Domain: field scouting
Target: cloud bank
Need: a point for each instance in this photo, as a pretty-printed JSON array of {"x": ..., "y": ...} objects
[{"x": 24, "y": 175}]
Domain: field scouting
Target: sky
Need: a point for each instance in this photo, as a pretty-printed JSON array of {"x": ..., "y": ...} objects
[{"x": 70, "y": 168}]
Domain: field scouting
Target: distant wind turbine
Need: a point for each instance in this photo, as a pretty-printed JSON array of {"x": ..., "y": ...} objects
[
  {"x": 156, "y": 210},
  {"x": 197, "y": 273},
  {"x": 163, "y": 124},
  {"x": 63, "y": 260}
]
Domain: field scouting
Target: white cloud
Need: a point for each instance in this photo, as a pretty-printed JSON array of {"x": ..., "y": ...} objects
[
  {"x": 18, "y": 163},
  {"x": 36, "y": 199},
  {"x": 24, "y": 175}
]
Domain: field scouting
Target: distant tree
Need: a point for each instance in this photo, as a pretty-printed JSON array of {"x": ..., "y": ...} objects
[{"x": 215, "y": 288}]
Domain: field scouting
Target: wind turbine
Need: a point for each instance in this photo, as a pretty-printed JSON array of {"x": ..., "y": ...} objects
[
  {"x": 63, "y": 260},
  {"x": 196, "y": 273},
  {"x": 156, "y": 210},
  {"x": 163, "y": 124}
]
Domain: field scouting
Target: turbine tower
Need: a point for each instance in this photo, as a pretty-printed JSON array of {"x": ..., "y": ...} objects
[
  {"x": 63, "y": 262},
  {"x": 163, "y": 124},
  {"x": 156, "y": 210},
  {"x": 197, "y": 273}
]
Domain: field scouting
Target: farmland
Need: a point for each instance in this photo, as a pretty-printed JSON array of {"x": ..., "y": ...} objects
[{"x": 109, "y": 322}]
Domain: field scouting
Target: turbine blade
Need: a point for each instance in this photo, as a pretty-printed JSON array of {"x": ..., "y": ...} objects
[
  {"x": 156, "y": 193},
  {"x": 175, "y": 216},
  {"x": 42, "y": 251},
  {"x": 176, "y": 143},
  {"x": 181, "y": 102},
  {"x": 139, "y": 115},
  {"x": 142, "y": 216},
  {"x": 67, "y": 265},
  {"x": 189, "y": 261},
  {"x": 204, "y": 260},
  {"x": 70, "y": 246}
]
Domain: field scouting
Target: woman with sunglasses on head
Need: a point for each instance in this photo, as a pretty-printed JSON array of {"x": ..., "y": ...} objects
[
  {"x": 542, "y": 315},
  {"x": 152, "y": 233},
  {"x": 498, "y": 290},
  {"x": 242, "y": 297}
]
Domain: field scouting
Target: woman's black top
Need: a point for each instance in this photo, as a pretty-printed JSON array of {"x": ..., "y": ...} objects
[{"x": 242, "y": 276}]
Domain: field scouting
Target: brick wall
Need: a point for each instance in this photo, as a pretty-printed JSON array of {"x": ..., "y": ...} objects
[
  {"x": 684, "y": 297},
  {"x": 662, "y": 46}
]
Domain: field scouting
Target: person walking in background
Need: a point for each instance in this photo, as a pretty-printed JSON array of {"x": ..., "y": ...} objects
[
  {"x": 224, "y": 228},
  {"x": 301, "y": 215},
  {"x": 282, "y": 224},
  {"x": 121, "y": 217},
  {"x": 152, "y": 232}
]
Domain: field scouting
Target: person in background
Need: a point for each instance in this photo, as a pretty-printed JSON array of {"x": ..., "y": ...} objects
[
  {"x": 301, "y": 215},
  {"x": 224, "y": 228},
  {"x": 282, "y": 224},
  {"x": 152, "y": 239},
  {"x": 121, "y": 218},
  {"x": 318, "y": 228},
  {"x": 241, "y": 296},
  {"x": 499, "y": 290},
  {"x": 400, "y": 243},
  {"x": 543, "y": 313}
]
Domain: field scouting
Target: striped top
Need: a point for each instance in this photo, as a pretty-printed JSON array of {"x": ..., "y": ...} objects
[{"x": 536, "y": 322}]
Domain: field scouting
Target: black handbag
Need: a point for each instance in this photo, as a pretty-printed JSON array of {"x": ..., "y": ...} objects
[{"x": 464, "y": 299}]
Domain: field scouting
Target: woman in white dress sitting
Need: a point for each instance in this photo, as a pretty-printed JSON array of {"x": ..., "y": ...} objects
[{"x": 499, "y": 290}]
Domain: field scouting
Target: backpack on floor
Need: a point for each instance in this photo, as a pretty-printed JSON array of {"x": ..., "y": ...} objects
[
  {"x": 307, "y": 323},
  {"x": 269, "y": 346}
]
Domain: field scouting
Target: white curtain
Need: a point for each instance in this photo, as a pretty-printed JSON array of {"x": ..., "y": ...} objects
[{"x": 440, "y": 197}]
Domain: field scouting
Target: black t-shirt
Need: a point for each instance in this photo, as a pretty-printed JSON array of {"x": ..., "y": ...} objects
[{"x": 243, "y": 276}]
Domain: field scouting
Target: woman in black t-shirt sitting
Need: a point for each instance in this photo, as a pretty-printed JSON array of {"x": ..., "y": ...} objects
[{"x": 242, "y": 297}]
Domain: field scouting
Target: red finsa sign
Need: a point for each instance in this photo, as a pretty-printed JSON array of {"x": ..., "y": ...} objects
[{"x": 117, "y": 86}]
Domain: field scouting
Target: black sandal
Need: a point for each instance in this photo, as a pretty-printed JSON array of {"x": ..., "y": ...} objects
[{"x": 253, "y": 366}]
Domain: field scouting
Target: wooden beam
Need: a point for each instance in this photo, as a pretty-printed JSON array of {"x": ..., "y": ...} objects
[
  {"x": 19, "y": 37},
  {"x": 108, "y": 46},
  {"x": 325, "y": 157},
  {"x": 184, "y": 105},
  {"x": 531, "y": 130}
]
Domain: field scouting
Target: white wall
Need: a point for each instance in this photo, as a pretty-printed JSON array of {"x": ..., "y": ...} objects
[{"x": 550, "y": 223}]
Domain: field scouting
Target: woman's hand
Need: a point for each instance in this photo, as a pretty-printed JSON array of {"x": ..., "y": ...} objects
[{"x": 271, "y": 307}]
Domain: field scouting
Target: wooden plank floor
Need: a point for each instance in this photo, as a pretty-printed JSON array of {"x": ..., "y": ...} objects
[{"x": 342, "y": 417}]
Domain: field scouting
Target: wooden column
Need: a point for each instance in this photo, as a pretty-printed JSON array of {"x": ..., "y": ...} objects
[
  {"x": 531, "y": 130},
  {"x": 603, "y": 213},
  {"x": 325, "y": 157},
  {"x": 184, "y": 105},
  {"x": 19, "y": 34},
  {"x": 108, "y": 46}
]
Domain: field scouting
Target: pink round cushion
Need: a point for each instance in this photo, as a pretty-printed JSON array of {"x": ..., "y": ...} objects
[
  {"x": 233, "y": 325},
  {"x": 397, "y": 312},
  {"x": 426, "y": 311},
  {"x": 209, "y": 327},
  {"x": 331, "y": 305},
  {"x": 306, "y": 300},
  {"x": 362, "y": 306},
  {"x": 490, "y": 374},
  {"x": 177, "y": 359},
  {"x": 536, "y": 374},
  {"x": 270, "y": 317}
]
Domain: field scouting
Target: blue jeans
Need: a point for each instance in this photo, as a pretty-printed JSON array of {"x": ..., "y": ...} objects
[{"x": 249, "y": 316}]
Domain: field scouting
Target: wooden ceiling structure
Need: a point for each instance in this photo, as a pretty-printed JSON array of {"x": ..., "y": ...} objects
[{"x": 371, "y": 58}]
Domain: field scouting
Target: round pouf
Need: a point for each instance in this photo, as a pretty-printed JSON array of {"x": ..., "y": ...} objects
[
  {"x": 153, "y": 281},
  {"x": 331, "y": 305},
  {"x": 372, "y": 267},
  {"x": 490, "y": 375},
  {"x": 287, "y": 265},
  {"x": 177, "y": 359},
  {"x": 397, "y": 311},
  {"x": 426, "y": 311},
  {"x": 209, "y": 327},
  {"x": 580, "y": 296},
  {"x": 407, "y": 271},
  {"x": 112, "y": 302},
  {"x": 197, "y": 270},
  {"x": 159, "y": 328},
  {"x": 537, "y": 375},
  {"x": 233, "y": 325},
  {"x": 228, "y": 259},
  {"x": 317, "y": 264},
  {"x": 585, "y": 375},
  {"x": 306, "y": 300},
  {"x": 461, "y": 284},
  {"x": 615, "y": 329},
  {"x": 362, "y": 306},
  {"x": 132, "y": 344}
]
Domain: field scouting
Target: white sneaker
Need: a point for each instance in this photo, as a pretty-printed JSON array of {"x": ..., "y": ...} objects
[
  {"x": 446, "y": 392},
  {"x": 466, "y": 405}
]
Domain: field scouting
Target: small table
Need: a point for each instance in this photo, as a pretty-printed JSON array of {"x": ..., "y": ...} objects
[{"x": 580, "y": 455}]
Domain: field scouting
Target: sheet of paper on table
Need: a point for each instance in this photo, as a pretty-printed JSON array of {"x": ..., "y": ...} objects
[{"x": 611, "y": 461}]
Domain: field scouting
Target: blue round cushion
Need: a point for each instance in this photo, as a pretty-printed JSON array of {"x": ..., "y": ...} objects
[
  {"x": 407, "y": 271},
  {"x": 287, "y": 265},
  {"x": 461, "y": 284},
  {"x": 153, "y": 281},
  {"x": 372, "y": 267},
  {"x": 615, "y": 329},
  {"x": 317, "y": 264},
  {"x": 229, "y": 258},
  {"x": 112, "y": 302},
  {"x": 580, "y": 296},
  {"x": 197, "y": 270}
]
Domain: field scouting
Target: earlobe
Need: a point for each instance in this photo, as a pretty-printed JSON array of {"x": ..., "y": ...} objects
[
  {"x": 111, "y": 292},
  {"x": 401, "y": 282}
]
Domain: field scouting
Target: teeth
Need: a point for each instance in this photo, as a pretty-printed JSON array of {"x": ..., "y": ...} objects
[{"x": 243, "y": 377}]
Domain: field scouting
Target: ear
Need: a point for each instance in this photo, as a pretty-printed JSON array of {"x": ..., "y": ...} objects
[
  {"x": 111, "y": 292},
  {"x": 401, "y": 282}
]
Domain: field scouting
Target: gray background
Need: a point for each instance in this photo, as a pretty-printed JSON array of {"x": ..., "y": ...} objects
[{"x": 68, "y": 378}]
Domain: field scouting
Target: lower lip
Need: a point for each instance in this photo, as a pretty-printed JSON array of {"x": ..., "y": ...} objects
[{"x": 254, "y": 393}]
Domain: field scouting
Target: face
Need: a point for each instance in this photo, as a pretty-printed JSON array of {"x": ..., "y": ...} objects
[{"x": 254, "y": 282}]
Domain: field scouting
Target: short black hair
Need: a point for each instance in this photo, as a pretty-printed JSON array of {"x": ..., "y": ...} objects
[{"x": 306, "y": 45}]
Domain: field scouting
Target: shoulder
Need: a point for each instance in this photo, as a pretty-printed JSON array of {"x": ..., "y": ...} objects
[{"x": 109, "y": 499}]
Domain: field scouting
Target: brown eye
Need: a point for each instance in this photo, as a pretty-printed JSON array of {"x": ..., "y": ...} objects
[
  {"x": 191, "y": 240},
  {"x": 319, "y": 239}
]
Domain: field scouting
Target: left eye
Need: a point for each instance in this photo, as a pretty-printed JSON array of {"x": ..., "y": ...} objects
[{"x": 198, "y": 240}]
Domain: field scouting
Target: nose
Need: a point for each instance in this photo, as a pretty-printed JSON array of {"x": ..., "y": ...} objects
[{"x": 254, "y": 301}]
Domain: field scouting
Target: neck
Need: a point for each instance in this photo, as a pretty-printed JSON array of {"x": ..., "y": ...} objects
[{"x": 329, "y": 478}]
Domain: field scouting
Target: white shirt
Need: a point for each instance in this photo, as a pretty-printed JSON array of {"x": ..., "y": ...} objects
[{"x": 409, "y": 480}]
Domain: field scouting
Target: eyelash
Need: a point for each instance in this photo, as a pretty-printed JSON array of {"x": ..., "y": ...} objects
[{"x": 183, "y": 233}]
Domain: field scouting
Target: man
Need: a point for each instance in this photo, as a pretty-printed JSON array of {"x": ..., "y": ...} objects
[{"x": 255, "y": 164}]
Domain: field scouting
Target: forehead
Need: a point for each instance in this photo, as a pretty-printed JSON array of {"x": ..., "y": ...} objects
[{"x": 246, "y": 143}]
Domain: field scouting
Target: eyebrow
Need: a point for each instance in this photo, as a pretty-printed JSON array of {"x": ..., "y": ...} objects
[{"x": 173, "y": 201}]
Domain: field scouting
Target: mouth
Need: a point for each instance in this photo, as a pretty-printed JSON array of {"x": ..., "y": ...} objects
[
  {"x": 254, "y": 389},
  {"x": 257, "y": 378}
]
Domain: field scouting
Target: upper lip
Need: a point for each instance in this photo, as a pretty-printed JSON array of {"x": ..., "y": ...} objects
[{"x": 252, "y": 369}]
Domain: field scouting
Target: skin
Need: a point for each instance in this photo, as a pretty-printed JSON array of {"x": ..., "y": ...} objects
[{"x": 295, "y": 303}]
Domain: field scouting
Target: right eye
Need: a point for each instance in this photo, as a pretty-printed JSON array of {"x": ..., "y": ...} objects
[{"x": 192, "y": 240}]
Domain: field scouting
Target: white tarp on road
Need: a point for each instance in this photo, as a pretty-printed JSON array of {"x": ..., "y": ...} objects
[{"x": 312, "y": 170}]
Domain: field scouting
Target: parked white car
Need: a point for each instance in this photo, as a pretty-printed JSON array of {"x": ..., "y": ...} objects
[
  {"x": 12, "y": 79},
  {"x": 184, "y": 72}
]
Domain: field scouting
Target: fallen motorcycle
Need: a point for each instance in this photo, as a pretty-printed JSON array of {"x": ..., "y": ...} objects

TASK INSTRUCTIONS:
Take the first line of the material above as the start and the line that contains "Target: white cloud" as the end. Output only that span, every line exactly as it stands.

WRITTEN RESPONSE:
Domain: field scouting
Target: cloud bank
Need: a point for each instance in this photo, as a pretty-printed JSON array of {"x": ..., "y": ...} objects
[{"x": 24, "y": 175}]
Domain: field scouting
Target: sky
Need: a point for each instance in this photo, as a pretty-printed JSON array of {"x": ..., "y": ...} objects
[{"x": 70, "y": 168}]
Domain: field scouting
Target: distant wind turbine
Need: a point for each instance in this photo, as a pretty-printed JSON array of {"x": ..., "y": ...} objects
[
  {"x": 156, "y": 210},
  {"x": 197, "y": 273},
  {"x": 163, "y": 124},
  {"x": 63, "y": 260}
]
Domain: field scouting
Target: white cloud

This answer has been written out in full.